== INFORMATION GIVEN

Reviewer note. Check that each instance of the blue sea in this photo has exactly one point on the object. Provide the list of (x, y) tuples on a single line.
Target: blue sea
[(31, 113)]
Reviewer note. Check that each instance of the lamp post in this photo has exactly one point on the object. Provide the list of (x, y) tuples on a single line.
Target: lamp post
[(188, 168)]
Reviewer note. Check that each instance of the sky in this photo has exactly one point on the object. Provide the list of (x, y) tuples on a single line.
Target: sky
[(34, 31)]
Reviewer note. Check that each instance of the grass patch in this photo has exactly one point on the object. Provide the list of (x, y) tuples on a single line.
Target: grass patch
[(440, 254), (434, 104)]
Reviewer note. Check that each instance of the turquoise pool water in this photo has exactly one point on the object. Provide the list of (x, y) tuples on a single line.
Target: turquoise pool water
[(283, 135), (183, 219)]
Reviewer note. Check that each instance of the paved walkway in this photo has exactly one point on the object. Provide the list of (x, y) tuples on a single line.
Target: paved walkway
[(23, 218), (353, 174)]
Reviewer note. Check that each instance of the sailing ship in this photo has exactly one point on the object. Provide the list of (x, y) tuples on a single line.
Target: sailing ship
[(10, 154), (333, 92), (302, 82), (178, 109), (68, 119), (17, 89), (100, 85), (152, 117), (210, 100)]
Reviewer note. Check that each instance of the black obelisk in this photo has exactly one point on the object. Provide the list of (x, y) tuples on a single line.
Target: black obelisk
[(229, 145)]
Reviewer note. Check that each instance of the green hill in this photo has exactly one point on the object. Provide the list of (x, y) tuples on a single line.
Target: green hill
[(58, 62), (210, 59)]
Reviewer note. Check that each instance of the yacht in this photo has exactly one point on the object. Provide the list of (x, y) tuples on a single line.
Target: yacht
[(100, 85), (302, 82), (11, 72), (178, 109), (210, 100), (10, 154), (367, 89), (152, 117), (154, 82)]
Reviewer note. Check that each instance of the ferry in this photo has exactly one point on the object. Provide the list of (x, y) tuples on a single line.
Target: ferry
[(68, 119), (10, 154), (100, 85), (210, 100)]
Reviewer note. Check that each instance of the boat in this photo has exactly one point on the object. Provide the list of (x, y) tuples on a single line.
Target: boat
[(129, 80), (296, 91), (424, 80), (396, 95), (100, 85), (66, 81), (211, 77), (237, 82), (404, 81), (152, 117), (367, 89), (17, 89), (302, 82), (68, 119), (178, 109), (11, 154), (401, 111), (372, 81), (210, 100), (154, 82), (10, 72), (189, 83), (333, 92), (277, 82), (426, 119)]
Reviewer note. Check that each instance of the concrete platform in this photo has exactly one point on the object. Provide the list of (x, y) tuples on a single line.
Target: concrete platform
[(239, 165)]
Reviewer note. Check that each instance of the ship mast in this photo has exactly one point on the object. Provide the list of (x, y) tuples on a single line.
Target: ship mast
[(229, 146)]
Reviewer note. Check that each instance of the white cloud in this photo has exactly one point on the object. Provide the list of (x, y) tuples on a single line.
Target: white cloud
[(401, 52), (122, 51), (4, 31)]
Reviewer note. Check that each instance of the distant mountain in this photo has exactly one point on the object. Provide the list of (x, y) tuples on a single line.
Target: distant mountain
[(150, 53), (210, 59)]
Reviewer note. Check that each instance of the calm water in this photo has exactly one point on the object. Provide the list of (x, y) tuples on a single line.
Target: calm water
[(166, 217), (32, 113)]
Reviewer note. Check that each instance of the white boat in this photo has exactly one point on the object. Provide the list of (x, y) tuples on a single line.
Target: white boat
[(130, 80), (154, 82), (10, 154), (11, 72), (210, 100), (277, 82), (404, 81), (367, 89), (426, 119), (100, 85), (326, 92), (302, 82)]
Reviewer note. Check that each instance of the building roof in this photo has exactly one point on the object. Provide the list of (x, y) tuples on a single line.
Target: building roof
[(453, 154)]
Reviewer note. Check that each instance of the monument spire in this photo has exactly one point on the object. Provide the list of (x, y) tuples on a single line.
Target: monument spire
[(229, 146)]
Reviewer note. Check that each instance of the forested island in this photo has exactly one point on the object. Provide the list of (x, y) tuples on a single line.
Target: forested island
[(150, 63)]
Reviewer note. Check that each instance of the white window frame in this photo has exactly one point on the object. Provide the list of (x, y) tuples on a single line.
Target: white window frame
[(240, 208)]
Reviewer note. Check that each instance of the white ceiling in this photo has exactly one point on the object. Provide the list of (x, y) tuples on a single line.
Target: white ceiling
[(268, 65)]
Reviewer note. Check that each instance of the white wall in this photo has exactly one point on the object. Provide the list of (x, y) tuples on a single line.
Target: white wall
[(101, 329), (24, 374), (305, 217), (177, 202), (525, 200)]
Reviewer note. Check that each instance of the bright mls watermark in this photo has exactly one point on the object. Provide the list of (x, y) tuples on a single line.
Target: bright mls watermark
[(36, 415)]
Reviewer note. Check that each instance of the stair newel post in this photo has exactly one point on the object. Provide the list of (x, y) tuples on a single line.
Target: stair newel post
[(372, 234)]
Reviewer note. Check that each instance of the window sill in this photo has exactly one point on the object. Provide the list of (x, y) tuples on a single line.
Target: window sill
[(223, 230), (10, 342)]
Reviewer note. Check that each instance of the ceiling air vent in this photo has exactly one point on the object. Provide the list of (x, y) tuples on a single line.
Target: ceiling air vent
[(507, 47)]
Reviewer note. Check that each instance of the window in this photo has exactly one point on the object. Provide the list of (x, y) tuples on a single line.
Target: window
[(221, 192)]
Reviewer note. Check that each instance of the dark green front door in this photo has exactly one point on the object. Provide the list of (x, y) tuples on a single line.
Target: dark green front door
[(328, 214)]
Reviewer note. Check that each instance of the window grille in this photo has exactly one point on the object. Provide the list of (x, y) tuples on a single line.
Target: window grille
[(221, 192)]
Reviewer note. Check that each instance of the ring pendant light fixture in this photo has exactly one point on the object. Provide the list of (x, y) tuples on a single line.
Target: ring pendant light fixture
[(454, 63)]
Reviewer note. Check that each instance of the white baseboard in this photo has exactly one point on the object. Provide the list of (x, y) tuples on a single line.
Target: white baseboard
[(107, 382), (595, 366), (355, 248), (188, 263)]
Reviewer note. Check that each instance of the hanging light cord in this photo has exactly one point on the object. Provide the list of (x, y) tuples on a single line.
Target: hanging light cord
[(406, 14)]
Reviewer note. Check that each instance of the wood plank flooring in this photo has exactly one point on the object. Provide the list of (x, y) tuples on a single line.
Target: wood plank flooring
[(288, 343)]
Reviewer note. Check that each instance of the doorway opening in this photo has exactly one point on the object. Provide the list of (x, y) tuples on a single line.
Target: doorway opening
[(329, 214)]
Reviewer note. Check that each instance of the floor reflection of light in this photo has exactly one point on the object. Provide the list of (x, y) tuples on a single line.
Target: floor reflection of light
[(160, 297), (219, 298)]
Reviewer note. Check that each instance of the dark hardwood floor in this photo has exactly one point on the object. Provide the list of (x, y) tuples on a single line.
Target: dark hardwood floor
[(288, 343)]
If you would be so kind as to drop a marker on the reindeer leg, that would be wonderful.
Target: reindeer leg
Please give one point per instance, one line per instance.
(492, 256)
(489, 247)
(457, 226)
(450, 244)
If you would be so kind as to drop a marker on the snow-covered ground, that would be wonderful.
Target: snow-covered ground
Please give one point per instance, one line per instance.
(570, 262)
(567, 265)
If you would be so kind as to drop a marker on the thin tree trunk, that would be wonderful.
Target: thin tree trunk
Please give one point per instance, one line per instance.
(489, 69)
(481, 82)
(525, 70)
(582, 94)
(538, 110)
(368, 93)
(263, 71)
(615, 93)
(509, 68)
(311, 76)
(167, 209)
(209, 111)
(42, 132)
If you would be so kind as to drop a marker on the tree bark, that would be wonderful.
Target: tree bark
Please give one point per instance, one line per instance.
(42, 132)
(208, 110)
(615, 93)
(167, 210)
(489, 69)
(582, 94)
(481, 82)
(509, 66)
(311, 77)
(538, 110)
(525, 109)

====

Reprint exactly the lines above that start at the one with "Target: dark hardwood floor" and end at the one with "ground, that would be wonderful.", keeping both and adding none.

TASK OUTPUT ->
Target: dark hardwood floor
[(288, 343)]
If you would be so kind as to drop a marker on the reindeer leg, that would be wonderful.
Target: reindeer leg
Please give one point per instance, one line per instance.
(492, 256)
(489, 247)
(457, 226)
(450, 244)
If you would be so kind as to drop a marker on the snow-covered ground, that would be wonderful.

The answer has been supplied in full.